*What you should do*: Print, without alteration, the lines that extend from the one holding "# put a marker on each instance of the metal" to the final line of the listing below.

----- Dataset content

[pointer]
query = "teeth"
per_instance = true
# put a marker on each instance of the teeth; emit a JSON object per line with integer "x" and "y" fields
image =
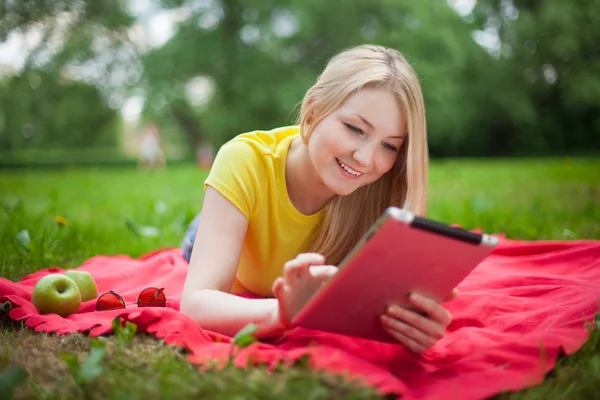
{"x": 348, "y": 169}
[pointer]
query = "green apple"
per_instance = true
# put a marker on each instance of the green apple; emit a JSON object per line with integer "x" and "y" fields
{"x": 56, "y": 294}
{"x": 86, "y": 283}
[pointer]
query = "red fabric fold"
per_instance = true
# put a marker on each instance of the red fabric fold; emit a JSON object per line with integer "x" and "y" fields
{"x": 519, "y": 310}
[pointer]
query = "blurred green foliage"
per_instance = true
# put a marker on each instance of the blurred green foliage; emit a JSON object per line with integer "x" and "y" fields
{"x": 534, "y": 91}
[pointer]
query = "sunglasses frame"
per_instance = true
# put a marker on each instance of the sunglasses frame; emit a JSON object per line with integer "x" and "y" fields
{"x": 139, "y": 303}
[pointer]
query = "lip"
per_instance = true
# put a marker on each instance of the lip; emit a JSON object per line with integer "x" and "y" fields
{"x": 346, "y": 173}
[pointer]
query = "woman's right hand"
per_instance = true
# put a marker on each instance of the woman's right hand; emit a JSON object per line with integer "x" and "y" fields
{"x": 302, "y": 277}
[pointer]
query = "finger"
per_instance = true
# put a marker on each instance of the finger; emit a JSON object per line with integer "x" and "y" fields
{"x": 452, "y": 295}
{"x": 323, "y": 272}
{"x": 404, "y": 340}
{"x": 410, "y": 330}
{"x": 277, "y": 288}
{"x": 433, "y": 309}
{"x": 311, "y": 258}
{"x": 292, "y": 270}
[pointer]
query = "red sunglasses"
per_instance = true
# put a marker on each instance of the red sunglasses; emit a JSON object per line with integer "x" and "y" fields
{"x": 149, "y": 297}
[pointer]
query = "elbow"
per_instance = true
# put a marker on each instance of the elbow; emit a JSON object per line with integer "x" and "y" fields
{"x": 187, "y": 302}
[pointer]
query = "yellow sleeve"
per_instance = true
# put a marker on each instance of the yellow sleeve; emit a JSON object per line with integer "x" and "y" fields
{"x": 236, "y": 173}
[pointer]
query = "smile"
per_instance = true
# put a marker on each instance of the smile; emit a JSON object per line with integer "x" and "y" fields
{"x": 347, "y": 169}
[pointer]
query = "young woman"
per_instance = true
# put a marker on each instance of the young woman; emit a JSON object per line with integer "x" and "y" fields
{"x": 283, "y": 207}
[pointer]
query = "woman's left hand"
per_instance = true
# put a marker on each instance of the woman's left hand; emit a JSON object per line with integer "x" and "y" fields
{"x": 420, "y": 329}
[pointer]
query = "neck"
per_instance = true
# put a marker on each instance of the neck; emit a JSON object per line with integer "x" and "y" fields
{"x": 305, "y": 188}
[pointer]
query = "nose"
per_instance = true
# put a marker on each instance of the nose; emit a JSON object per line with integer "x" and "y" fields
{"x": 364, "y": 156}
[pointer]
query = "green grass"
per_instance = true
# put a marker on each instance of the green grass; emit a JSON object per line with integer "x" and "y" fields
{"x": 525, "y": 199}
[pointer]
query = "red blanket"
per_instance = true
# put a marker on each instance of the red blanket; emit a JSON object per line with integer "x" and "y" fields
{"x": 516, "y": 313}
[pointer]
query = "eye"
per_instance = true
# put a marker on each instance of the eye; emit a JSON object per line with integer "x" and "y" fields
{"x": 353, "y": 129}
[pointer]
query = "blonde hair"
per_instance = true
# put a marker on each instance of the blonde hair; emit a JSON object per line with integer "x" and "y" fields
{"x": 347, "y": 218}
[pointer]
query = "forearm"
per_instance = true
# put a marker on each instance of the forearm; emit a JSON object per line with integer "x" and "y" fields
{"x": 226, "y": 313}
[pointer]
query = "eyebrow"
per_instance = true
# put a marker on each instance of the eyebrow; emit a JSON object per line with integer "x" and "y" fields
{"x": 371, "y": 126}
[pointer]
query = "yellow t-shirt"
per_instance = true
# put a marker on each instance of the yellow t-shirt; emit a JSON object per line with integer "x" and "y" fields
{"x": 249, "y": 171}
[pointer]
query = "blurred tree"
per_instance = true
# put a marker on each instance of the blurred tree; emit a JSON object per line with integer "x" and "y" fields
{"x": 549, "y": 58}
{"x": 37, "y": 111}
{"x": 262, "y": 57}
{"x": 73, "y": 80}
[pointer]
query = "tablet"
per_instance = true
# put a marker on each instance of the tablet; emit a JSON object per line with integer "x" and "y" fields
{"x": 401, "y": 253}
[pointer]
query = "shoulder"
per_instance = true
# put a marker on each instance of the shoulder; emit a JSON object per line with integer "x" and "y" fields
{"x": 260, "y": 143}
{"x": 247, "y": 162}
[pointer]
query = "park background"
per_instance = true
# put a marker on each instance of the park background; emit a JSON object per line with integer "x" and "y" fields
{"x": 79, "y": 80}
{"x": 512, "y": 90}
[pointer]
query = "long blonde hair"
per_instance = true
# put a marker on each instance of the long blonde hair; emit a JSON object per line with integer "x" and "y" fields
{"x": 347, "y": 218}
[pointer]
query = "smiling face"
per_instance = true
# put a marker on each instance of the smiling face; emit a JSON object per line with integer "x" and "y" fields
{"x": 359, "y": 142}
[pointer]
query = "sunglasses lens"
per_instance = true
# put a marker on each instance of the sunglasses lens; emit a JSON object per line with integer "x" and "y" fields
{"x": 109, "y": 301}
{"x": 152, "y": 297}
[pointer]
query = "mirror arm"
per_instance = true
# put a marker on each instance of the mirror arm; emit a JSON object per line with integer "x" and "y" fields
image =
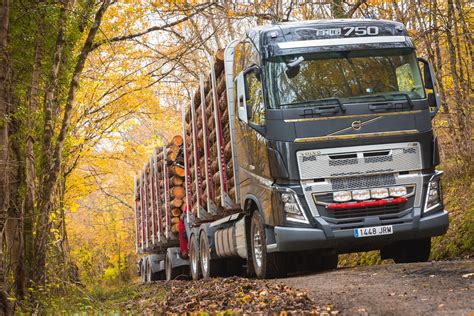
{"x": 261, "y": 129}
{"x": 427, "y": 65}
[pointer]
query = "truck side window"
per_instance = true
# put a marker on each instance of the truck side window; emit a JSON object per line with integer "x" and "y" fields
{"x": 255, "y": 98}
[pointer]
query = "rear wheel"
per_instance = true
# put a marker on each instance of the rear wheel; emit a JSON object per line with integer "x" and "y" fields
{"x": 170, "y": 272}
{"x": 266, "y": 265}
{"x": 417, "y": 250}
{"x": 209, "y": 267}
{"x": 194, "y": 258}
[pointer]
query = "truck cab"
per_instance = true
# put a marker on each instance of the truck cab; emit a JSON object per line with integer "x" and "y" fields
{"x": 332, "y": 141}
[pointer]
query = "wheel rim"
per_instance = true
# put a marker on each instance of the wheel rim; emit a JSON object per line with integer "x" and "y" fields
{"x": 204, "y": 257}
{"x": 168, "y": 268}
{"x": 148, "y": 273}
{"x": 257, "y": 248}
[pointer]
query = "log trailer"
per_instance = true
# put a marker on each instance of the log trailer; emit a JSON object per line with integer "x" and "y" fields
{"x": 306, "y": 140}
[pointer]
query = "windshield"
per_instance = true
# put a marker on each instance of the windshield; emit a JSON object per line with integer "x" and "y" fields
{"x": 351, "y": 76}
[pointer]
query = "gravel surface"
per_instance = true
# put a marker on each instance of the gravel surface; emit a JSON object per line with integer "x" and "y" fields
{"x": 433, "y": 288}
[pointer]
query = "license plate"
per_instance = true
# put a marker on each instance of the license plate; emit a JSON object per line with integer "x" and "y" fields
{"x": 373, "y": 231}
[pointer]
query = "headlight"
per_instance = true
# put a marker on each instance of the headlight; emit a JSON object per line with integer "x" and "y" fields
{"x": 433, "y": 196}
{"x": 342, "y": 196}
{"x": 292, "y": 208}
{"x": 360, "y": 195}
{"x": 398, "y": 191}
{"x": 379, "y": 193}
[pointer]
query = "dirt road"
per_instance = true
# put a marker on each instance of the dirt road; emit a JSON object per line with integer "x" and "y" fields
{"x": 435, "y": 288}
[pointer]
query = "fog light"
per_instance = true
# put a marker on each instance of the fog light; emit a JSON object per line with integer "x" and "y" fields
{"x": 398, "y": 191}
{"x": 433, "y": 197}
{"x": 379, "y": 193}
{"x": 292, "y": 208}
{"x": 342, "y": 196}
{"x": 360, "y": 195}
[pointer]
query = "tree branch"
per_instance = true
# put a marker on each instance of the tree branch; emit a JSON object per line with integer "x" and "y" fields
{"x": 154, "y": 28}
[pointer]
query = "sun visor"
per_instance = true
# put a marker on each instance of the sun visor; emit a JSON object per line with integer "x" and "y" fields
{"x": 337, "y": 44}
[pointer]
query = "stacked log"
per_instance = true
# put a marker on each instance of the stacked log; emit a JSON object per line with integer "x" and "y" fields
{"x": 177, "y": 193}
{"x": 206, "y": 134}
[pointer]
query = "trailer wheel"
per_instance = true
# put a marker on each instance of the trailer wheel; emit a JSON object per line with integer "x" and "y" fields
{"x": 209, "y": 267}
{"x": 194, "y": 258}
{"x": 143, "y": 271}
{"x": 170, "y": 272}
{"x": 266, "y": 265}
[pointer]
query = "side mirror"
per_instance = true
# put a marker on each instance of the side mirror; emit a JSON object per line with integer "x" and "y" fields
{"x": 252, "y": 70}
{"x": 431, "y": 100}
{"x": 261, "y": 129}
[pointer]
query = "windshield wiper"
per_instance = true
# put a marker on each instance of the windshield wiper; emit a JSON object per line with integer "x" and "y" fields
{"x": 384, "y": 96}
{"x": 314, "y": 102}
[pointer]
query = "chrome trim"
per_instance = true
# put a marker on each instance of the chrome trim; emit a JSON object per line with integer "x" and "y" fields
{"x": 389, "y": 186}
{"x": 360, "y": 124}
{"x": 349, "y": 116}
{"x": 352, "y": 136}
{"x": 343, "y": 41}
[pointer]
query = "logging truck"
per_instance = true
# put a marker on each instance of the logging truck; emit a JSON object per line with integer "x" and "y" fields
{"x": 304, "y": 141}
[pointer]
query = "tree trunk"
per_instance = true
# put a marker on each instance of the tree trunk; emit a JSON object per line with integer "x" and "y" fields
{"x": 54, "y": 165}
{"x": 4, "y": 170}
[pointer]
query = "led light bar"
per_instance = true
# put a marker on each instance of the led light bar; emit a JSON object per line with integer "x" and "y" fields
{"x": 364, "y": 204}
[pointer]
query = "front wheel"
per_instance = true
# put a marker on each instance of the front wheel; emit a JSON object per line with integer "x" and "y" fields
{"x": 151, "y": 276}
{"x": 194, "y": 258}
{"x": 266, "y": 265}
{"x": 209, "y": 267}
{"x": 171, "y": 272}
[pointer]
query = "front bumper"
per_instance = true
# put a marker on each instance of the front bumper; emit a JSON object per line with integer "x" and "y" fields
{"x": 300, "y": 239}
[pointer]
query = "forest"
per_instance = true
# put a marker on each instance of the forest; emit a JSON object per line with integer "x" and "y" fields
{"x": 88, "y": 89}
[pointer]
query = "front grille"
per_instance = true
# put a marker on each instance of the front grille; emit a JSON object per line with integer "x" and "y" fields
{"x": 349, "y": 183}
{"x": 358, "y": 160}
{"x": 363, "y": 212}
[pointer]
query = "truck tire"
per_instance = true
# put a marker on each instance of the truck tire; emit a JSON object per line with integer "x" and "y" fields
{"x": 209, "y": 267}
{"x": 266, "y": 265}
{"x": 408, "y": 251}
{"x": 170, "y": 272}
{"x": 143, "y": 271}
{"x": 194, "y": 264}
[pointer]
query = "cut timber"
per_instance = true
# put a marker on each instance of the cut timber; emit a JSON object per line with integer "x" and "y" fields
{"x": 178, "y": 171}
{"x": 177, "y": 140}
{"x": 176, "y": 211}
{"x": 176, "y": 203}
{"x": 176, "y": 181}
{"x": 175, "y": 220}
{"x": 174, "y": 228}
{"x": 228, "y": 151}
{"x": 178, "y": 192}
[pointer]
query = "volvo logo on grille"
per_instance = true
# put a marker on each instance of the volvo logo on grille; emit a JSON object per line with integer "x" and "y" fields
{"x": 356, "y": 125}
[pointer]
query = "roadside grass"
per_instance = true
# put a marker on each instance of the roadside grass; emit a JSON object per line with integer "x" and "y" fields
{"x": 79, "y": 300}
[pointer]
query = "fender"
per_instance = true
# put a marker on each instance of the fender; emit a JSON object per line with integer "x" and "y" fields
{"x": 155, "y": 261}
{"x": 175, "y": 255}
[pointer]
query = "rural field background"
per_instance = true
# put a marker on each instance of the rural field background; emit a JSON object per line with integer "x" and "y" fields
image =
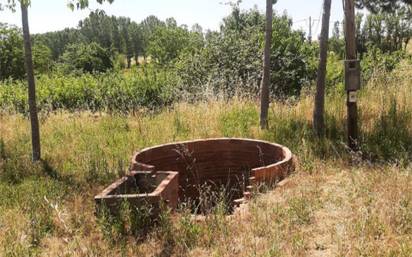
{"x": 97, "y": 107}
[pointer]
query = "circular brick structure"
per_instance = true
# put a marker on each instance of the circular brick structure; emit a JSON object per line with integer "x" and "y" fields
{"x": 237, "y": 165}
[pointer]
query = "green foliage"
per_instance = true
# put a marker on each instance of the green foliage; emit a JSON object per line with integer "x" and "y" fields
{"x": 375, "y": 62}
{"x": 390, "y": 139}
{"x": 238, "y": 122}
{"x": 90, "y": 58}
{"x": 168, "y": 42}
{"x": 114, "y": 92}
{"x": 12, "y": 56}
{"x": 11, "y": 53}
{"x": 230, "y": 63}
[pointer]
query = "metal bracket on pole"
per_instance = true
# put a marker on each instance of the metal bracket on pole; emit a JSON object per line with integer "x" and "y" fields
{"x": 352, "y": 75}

----------

*Output of the exercise*:
# put a marker on each instance of the metal bracket on pole; emit a JSON object per line with integer "x" and "y" fields
{"x": 352, "y": 75}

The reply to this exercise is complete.